▶ [Location identification items]
* Start *
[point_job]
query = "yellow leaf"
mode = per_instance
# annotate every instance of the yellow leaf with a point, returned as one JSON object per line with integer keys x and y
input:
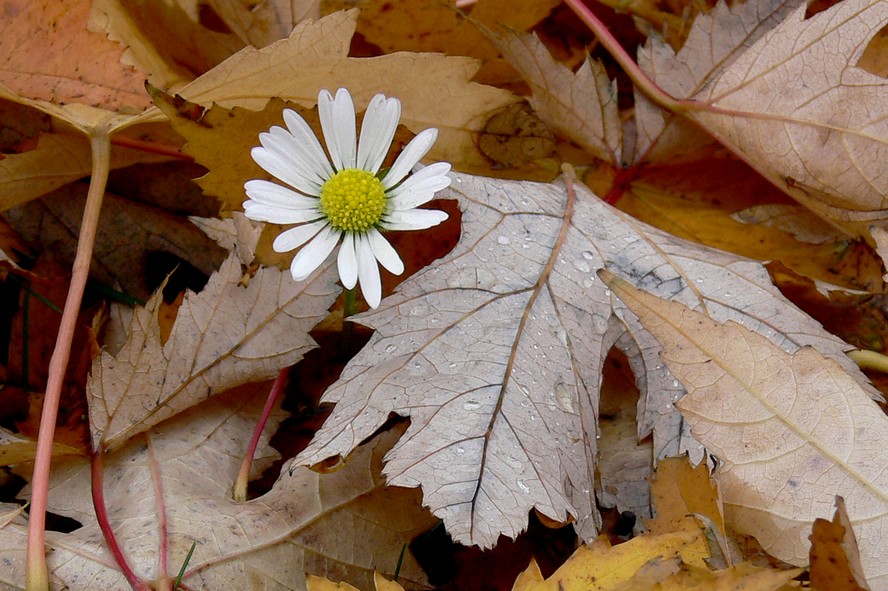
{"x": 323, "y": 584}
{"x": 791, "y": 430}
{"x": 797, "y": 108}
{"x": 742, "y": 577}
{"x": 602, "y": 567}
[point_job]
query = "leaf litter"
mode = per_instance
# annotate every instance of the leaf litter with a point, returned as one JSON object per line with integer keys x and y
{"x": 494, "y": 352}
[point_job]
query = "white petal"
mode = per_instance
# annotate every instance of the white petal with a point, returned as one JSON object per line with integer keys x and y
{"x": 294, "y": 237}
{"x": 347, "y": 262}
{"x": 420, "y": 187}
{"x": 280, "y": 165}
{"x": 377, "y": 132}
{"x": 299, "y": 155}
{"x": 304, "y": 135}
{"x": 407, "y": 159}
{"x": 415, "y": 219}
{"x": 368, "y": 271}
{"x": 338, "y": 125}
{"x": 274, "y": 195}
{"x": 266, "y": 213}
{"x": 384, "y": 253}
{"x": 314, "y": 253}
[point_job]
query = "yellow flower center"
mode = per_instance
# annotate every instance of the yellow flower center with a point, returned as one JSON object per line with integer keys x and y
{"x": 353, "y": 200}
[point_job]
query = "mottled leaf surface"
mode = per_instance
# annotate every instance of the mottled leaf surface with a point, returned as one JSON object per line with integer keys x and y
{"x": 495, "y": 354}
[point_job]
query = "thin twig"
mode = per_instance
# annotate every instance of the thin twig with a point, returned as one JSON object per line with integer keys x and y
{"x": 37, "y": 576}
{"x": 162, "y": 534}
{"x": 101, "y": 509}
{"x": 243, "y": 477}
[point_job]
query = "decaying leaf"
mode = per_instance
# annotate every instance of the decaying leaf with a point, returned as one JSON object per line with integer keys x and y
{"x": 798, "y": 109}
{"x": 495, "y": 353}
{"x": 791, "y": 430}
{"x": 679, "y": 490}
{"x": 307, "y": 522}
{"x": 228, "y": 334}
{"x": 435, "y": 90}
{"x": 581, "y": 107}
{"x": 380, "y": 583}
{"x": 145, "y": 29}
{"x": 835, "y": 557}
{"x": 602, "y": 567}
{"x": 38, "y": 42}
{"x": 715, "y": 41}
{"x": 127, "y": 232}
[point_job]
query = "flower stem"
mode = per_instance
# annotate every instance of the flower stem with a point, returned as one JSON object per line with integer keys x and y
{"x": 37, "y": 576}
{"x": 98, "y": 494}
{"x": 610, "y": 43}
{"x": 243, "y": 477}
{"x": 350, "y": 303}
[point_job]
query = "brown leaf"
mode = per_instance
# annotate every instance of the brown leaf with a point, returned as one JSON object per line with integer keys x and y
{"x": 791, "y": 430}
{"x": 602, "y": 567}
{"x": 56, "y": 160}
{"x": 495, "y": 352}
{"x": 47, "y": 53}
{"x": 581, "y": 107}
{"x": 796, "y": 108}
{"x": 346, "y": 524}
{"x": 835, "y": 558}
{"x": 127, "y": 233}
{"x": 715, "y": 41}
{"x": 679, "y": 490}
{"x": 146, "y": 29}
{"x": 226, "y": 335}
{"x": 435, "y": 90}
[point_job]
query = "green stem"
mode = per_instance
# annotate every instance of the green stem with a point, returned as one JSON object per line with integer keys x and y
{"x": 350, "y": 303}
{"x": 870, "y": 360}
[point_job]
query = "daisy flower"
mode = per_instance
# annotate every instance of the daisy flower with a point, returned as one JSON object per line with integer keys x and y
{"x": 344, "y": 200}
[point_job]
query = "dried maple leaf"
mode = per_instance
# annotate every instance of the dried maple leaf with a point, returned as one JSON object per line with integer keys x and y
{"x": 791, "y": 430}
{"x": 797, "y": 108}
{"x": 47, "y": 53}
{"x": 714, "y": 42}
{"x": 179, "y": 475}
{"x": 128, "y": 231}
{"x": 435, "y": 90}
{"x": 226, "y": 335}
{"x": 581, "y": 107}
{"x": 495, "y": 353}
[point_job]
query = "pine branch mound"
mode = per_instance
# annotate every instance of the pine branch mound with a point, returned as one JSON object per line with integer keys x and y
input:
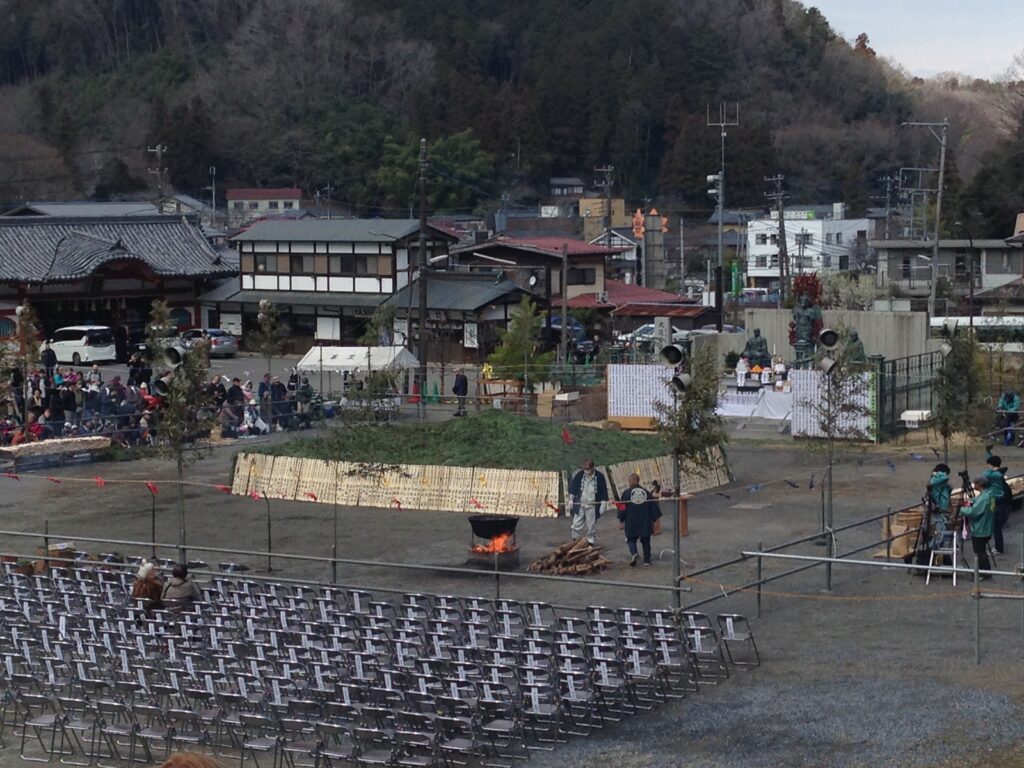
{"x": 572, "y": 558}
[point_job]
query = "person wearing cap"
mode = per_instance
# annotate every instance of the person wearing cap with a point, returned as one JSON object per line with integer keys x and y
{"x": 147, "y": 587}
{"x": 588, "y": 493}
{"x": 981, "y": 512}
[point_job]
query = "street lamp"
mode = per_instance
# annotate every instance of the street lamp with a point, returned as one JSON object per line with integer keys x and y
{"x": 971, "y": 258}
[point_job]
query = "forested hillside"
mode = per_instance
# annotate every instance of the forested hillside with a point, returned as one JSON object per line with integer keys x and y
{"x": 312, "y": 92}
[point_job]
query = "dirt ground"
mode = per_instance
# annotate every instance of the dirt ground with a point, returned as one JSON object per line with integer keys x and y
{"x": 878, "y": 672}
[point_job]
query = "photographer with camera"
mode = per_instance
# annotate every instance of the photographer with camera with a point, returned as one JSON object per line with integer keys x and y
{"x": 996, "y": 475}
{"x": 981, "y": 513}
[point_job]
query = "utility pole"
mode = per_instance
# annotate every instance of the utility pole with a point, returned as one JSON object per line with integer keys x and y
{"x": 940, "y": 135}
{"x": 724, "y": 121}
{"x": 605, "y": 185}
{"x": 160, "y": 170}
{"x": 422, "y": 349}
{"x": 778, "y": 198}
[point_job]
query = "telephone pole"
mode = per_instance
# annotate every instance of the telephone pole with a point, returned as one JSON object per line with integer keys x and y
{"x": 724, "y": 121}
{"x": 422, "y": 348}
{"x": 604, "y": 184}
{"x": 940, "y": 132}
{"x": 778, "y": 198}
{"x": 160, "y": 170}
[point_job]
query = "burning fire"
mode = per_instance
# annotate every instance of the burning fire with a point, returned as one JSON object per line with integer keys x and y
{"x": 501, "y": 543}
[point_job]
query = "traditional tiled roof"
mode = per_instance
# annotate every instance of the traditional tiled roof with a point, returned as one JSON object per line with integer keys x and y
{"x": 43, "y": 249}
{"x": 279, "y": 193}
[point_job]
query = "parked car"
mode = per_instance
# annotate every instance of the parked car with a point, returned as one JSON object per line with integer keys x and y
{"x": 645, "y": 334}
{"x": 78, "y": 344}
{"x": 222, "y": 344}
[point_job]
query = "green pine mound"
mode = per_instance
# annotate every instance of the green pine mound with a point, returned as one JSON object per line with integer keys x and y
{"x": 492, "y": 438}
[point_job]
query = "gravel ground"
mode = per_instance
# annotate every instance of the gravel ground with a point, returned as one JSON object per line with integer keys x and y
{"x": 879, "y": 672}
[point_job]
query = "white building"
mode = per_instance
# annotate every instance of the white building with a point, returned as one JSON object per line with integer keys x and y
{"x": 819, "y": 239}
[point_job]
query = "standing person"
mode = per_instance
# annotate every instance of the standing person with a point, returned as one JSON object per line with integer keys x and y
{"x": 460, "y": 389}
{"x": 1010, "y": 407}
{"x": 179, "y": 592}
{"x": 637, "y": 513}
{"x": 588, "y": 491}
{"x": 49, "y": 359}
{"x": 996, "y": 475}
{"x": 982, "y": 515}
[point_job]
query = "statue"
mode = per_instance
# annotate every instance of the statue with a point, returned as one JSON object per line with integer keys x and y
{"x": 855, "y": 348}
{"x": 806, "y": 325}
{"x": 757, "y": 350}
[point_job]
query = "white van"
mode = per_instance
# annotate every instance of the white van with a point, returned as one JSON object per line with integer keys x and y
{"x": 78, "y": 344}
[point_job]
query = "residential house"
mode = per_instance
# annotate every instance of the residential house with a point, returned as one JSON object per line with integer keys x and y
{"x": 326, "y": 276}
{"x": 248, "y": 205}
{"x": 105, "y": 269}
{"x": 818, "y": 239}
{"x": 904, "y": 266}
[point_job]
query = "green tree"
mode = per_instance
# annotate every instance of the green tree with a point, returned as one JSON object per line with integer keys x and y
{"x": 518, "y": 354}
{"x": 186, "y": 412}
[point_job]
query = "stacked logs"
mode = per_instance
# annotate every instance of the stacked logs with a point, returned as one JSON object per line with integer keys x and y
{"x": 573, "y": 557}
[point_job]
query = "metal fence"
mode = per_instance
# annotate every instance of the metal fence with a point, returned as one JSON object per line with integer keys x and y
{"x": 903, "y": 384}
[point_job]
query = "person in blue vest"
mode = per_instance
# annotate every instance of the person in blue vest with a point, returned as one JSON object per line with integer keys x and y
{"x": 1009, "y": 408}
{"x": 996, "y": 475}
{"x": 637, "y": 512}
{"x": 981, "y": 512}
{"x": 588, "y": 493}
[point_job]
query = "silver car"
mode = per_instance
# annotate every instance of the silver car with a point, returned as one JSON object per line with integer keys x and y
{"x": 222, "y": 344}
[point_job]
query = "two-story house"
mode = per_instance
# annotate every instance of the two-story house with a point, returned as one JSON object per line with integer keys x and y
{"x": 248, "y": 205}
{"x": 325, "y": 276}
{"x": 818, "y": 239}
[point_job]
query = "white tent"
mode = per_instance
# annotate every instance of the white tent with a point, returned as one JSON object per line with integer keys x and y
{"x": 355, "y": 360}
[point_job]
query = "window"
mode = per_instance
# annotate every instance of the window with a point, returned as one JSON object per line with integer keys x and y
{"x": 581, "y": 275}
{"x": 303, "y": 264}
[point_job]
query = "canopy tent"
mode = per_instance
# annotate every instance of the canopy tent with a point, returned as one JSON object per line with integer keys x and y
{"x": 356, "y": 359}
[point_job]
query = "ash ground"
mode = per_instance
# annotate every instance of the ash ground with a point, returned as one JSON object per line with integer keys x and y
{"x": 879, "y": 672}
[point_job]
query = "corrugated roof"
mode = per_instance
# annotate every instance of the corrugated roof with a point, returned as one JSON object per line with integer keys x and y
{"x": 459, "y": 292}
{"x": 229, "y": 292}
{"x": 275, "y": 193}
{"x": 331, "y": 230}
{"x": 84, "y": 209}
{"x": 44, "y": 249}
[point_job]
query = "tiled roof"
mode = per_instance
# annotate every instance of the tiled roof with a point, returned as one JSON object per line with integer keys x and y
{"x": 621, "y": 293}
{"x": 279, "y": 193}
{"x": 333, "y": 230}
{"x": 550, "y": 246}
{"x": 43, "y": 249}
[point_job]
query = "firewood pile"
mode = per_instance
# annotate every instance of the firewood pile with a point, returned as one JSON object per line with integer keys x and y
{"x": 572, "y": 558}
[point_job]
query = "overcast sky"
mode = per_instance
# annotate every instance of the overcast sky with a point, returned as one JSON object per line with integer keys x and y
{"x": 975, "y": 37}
* End *
▶ [To do]
Pull out every line of the entries above that contains the string "tiled".

▶ [Expected answer]
query = "traditional tiled roof"
# annotate every instance of the traditional tiled roof with a point, returned as one JSON object per line with integer keys x and y
query = "tiled roof"
# annotate every instance of the tiled roof with a point, returned as one JSON object per line with integer keys x and y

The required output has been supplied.